EXERCISE REQUIREMENTS
Set down, without alteration, the lines from the one that contains "on roof and record integer pixel coordinates." through the final line of the material below.

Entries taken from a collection
──────────

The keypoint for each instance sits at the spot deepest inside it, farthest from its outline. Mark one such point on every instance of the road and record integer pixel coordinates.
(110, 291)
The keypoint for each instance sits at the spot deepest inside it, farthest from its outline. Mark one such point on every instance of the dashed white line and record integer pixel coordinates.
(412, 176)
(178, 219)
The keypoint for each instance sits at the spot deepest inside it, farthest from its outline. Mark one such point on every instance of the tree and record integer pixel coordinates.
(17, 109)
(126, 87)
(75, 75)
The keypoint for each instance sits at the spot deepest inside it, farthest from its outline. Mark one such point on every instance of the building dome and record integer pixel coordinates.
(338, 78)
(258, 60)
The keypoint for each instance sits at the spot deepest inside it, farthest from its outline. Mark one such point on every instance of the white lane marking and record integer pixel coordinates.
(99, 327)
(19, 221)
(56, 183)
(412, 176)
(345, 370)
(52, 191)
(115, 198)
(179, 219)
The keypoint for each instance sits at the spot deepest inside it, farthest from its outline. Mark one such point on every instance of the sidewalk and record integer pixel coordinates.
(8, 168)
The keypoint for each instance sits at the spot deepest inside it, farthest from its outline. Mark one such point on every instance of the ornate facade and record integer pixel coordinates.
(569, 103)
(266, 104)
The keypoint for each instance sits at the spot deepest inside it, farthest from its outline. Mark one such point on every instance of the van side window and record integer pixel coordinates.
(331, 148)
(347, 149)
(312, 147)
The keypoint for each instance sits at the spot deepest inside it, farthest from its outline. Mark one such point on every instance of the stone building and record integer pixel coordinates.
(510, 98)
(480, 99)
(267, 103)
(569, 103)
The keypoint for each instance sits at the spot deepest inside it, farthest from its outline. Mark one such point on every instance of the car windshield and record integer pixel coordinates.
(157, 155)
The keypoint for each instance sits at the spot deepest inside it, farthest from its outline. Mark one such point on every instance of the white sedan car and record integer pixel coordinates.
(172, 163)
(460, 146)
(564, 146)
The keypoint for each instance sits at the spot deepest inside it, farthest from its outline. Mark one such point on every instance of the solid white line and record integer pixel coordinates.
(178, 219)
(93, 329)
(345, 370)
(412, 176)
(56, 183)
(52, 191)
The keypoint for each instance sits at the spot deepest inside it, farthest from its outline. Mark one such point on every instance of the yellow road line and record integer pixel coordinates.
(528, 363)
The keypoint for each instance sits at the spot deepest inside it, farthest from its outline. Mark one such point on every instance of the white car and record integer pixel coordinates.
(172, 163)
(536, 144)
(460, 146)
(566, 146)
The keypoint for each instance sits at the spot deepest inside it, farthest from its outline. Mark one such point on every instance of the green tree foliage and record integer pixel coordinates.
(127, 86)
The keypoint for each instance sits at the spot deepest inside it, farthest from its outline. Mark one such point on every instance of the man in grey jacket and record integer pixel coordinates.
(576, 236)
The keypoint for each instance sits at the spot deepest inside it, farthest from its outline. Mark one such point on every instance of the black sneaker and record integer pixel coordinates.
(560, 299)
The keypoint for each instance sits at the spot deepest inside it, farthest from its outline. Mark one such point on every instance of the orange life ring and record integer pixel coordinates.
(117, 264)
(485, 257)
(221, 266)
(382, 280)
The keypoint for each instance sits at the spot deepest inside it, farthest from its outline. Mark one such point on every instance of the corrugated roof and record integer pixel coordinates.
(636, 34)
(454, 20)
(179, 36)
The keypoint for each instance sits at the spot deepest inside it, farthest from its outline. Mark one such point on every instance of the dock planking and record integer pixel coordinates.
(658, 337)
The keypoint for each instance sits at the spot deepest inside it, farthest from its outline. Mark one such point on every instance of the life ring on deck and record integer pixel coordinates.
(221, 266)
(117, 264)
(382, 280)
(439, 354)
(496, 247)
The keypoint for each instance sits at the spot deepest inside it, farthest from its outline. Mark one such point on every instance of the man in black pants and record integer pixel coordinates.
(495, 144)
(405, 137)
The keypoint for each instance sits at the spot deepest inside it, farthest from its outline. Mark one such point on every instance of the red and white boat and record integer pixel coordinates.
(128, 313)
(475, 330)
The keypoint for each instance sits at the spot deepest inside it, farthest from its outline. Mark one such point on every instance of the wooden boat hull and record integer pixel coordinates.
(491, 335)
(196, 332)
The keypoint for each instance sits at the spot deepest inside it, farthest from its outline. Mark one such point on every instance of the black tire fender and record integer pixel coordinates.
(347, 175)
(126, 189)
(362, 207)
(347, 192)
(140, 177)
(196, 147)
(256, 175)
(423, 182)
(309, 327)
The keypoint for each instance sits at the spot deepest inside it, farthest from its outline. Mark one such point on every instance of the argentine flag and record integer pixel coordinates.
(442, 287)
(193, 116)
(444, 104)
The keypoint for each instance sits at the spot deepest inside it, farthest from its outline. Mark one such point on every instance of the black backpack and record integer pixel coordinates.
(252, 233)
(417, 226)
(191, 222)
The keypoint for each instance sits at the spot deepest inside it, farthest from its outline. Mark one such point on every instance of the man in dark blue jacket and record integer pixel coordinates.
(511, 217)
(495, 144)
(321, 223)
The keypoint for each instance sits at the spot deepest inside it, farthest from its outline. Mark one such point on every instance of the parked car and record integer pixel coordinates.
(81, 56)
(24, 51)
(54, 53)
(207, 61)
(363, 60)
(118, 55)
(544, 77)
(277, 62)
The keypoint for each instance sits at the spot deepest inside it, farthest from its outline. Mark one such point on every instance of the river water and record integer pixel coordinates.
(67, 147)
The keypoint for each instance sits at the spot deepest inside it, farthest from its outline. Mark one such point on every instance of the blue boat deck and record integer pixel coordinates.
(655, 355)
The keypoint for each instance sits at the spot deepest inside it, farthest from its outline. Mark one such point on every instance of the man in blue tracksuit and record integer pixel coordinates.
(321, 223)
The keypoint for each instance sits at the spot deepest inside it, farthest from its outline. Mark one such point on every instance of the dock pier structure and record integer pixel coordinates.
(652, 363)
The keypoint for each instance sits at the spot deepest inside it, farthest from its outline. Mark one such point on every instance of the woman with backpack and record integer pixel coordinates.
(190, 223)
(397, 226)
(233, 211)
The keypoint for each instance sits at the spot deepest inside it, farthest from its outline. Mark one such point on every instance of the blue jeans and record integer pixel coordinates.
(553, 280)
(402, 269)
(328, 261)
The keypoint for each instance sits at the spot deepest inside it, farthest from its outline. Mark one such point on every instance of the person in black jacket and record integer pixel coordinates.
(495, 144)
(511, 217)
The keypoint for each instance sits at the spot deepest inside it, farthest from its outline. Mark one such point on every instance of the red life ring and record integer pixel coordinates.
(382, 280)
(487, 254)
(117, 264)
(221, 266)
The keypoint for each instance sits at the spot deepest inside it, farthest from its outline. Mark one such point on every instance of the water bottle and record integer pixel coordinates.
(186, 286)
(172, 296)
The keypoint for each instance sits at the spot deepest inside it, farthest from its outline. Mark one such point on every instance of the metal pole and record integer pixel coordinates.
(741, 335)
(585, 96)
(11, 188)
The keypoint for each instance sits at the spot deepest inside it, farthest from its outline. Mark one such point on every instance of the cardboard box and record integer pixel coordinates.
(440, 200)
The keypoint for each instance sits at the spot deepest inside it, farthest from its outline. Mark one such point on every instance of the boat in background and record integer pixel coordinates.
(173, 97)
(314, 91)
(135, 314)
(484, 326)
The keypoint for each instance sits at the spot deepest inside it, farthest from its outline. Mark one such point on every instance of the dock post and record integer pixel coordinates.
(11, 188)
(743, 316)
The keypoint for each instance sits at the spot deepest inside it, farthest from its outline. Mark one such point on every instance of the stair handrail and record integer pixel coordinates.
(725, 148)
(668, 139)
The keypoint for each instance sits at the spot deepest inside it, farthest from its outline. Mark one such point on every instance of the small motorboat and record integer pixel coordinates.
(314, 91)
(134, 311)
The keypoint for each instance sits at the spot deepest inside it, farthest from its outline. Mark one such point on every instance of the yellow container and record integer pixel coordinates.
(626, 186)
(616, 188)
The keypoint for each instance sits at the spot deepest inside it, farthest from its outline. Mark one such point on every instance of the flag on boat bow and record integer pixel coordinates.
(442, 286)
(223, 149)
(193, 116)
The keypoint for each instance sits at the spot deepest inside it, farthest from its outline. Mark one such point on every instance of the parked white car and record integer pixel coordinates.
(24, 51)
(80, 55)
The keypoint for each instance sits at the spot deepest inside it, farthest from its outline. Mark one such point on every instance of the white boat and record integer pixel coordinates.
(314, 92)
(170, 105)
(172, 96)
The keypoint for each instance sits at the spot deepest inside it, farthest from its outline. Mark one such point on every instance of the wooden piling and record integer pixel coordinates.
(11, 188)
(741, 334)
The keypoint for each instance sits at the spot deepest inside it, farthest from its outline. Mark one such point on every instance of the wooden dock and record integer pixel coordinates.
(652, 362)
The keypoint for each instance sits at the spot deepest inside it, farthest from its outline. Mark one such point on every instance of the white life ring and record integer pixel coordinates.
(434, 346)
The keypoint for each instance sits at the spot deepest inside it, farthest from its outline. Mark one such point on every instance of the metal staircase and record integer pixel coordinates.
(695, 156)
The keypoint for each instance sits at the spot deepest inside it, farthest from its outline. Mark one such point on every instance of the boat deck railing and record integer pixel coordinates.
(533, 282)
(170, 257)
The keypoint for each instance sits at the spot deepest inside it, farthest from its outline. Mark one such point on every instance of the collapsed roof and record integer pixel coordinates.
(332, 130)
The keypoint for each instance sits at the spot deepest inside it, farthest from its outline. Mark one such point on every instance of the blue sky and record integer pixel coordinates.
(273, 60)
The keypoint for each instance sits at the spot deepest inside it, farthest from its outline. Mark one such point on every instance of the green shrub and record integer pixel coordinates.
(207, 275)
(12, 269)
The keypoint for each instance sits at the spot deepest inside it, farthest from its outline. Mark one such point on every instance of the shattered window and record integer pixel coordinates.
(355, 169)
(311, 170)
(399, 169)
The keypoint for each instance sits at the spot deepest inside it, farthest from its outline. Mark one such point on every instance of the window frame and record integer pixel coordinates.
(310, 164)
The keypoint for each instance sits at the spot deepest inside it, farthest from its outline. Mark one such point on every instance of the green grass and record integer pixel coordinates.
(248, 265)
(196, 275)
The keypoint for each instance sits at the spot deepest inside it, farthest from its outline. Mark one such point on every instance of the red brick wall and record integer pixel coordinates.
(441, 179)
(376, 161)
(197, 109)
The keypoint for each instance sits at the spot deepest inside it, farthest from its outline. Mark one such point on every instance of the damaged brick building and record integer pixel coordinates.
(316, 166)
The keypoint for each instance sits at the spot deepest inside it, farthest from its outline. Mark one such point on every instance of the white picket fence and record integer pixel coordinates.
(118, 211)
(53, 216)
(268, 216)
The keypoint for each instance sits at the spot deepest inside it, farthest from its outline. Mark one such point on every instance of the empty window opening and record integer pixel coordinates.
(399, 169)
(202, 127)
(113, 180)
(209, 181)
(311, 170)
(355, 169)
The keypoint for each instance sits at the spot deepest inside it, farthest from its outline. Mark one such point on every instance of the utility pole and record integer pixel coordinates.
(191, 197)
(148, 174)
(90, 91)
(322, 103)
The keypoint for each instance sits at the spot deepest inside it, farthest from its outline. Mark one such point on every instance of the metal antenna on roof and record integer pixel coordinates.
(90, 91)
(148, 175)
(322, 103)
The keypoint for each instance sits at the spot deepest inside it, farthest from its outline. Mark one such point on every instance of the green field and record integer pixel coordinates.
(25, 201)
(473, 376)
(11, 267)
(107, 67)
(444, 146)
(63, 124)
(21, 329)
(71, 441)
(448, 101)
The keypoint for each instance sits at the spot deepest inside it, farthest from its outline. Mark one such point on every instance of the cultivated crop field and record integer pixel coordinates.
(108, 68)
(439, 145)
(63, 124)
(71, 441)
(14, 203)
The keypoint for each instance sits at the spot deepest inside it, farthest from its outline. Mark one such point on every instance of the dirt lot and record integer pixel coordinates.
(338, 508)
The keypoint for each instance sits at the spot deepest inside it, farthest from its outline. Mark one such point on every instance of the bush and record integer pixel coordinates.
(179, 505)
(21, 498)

──────────

RESPONSE TO THE TASK
The keypoint for each instance sits at the spot deepest inside it, farthest from its outline. Mark one such point on every instance of the metal antenna on roof and record integer pixel coordinates.
(90, 91)
(148, 175)
(322, 103)
The keypoint for each instance sits at the spot deepest inside it, farthest from its outline. Mark one such point on every instance of the green field and record integer pixel coordinates.
(25, 201)
(473, 376)
(11, 267)
(107, 67)
(444, 146)
(63, 124)
(21, 329)
(71, 441)
(448, 101)
The keypoint for each instance sits at the spot deepest inside it, farthest from its outline. Mark one such point on every instance of the cultivated crop field and record integer pixel coordinates.
(108, 68)
(439, 145)
(63, 124)
(71, 441)
(14, 203)
The keypoint for each instance sits at the spot deepest inside it, farthest from its outline. Mark one such point on every instance of the dirt lot and record integer pixel coordinates.
(338, 508)
The keypoint for each instance sits at the spot deepest inside it, farthest from its outline. Mark one such point on every instance of the bush and record integer pixel coordinates.
(179, 505)
(21, 498)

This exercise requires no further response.